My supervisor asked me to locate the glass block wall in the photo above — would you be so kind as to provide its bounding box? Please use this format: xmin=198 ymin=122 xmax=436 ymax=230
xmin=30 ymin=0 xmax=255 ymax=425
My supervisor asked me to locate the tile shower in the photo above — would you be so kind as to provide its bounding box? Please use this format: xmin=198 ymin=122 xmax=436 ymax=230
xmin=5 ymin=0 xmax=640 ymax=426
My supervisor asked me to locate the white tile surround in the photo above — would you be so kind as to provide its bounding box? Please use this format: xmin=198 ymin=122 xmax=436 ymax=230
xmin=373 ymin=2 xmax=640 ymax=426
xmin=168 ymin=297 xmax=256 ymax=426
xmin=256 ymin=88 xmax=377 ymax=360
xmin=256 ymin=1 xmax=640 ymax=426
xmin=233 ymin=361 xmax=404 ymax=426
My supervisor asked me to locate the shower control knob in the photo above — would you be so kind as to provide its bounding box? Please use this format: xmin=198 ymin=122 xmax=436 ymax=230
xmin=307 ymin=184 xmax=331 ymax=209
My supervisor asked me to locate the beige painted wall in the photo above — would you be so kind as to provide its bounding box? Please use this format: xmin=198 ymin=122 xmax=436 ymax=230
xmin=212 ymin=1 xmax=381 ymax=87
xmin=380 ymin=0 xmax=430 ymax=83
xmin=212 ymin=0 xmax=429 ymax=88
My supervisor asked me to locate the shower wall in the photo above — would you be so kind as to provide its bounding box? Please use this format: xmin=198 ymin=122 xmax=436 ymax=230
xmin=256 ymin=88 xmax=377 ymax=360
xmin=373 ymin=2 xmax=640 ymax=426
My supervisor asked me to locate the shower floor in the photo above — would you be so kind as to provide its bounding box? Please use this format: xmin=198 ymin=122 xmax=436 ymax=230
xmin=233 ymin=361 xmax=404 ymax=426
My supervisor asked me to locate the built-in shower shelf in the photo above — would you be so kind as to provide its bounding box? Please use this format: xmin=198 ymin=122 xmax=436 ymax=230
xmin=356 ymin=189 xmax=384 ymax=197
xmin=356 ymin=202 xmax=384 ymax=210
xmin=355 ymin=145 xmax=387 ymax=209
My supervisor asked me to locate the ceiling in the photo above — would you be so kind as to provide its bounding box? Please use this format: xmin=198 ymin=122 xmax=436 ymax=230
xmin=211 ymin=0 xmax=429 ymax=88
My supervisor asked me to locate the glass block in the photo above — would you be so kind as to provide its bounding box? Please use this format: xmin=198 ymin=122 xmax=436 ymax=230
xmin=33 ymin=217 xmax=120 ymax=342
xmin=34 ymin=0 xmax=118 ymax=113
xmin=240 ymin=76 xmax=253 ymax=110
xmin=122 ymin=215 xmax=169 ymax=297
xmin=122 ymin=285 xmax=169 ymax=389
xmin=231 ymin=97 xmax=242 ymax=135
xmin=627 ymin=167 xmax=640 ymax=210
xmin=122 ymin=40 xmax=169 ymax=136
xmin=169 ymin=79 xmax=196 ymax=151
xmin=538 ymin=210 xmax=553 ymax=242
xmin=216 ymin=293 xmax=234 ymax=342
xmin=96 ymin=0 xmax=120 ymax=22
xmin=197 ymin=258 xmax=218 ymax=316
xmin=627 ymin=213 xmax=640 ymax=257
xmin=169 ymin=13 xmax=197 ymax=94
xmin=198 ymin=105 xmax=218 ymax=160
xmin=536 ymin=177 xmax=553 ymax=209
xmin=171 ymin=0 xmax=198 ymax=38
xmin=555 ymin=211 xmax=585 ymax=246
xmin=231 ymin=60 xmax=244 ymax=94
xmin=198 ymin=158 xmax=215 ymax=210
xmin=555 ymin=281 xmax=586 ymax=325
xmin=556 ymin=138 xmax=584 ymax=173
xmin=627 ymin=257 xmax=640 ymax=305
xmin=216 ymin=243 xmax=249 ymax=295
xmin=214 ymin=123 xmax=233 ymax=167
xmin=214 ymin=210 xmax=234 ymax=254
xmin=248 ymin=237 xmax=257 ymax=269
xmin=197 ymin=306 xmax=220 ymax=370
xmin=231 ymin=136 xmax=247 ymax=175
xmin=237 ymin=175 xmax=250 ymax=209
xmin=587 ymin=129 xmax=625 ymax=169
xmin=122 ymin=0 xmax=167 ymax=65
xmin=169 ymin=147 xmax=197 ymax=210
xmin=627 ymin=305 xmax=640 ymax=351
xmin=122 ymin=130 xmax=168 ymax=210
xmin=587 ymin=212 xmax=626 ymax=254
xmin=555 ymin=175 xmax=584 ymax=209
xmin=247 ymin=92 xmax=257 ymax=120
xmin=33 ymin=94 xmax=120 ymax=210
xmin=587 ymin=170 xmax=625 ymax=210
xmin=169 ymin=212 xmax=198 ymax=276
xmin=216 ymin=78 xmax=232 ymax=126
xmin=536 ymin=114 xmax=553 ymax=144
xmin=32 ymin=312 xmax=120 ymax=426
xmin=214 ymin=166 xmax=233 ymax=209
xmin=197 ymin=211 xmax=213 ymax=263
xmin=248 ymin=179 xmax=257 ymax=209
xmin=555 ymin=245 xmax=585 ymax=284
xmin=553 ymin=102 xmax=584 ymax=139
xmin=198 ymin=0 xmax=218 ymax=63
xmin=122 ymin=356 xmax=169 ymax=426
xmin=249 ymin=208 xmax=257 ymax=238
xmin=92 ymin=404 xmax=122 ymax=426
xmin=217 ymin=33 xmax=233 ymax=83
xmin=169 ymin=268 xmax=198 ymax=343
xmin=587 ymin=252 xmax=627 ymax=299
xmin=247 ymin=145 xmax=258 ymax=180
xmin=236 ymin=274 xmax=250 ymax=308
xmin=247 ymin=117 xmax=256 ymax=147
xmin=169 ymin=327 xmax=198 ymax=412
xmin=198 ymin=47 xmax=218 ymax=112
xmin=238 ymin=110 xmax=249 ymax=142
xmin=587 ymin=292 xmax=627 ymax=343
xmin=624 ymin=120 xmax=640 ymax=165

○ ○ ○ ○ ○ ○ ○

> **JOB**
Please repeat every line of the listing above word for word.

> **SOLUTION**
My supervisor asked me to locate the glass block wall in the photo above — would you be so kind as to provide its bounding box? Please use this format: xmin=198 ymin=122 xmax=436 ymax=230
xmin=30 ymin=0 xmax=255 ymax=425
My supervisor asked me to locate the tile shower in the photo above — would you be so kind as to provide its bounding box? Please use this format: xmin=198 ymin=122 xmax=436 ymax=230
xmin=5 ymin=0 xmax=640 ymax=426
My supervisor asked me to locate the white tile surround in the photo above — would you be so kind as to provide its bounding box? Please use this format: xmin=198 ymin=122 xmax=436 ymax=230
xmin=373 ymin=2 xmax=640 ymax=426
xmin=168 ymin=297 xmax=256 ymax=426
xmin=256 ymin=88 xmax=377 ymax=360
xmin=256 ymin=1 xmax=640 ymax=426
xmin=233 ymin=361 xmax=404 ymax=426
My supervisor asked me to locate the shower control knob in the photo above — would you be so kind as to provide its bounding box? Please use this format: xmin=198 ymin=122 xmax=436 ymax=230
xmin=307 ymin=184 xmax=331 ymax=209
My supervisor asked me to locate the beige painted wall in the photo above — would you be so kind as to provide its bounding box? Please use this format: xmin=198 ymin=122 xmax=436 ymax=230
xmin=212 ymin=1 xmax=381 ymax=87
xmin=380 ymin=0 xmax=430 ymax=83
xmin=212 ymin=0 xmax=429 ymax=88
My supervisor asked me to locate the shower wall in the photo above — would you be so kind as to provide its bounding box? Please use this format: xmin=198 ymin=122 xmax=436 ymax=230
xmin=256 ymin=88 xmax=377 ymax=360
xmin=373 ymin=2 xmax=640 ymax=426
My supervisor asked me to locate the shower floor in the photo above — would you be so kind as to provide its bounding box? Please use this format: xmin=198 ymin=122 xmax=436 ymax=230
xmin=233 ymin=361 xmax=404 ymax=426
My supervisor asked me to locate the built-in shower shelf in the photo above — would you be so kind as to provide its bounding box? Please use this format: xmin=198 ymin=122 xmax=436 ymax=230
xmin=356 ymin=189 xmax=384 ymax=197
xmin=356 ymin=202 xmax=384 ymax=210
xmin=355 ymin=145 xmax=387 ymax=209
My supervisor asked me to locate the ceiling in the photo above — would you be so kind as to provide its bounding box? Please use this format: xmin=198 ymin=122 xmax=436 ymax=230
xmin=211 ymin=0 xmax=429 ymax=88
My supervisor asked me to locate the glass block in the photo above — would you be so kind as to provide its bounding box? Please use this format: xmin=198 ymin=122 xmax=436 ymax=230
xmin=33 ymin=217 xmax=120 ymax=342
xmin=34 ymin=0 xmax=118 ymax=113
xmin=240 ymin=76 xmax=253 ymax=110
xmin=122 ymin=215 xmax=169 ymax=297
xmin=122 ymin=285 xmax=169 ymax=389
xmin=231 ymin=97 xmax=242 ymax=135
xmin=627 ymin=167 xmax=640 ymax=210
xmin=122 ymin=40 xmax=169 ymax=136
xmin=169 ymin=79 xmax=196 ymax=151
xmin=538 ymin=210 xmax=553 ymax=242
xmin=216 ymin=293 xmax=234 ymax=342
xmin=96 ymin=0 xmax=120 ymax=22
xmin=197 ymin=258 xmax=218 ymax=316
xmin=627 ymin=213 xmax=640 ymax=257
xmin=169 ymin=13 xmax=197 ymax=94
xmin=198 ymin=105 xmax=218 ymax=160
xmin=536 ymin=177 xmax=553 ymax=209
xmin=171 ymin=0 xmax=198 ymax=38
xmin=555 ymin=211 xmax=585 ymax=246
xmin=231 ymin=60 xmax=244 ymax=94
xmin=198 ymin=158 xmax=215 ymax=210
xmin=555 ymin=281 xmax=586 ymax=325
xmin=556 ymin=138 xmax=584 ymax=173
xmin=627 ymin=257 xmax=640 ymax=305
xmin=216 ymin=243 xmax=249 ymax=295
xmin=214 ymin=123 xmax=233 ymax=167
xmin=214 ymin=210 xmax=234 ymax=254
xmin=248 ymin=237 xmax=257 ymax=269
xmin=197 ymin=306 xmax=220 ymax=370
xmin=231 ymin=136 xmax=247 ymax=175
xmin=237 ymin=175 xmax=250 ymax=209
xmin=587 ymin=129 xmax=625 ymax=169
xmin=122 ymin=0 xmax=167 ymax=65
xmin=169 ymin=147 xmax=197 ymax=210
xmin=627 ymin=305 xmax=640 ymax=351
xmin=122 ymin=130 xmax=168 ymax=210
xmin=587 ymin=212 xmax=626 ymax=254
xmin=555 ymin=175 xmax=584 ymax=209
xmin=247 ymin=92 xmax=257 ymax=120
xmin=33 ymin=94 xmax=120 ymax=210
xmin=587 ymin=170 xmax=625 ymax=210
xmin=169 ymin=212 xmax=198 ymax=276
xmin=216 ymin=78 xmax=232 ymax=126
xmin=536 ymin=114 xmax=553 ymax=144
xmin=32 ymin=312 xmax=120 ymax=426
xmin=214 ymin=166 xmax=233 ymax=209
xmin=197 ymin=211 xmax=213 ymax=263
xmin=248 ymin=179 xmax=257 ymax=209
xmin=555 ymin=245 xmax=585 ymax=284
xmin=553 ymin=102 xmax=584 ymax=139
xmin=198 ymin=0 xmax=218 ymax=63
xmin=122 ymin=356 xmax=169 ymax=426
xmin=249 ymin=208 xmax=257 ymax=238
xmin=92 ymin=404 xmax=122 ymax=426
xmin=217 ymin=33 xmax=233 ymax=83
xmin=169 ymin=268 xmax=198 ymax=343
xmin=587 ymin=252 xmax=627 ymax=299
xmin=247 ymin=145 xmax=258 ymax=180
xmin=236 ymin=274 xmax=250 ymax=308
xmin=247 ymin=117 xmax=256 ymax=147
xmin=169 ymin=327 xmax=198 ymax=412
xmin=198 ymin=47 xmax=218 ymax=112
xmin=238 ymin=110 xmax=249 ymax=142
xmin=587 ymin=292 xmax=627 ymax=343
xmin=624 ymin=120 xmax=640 ymax=165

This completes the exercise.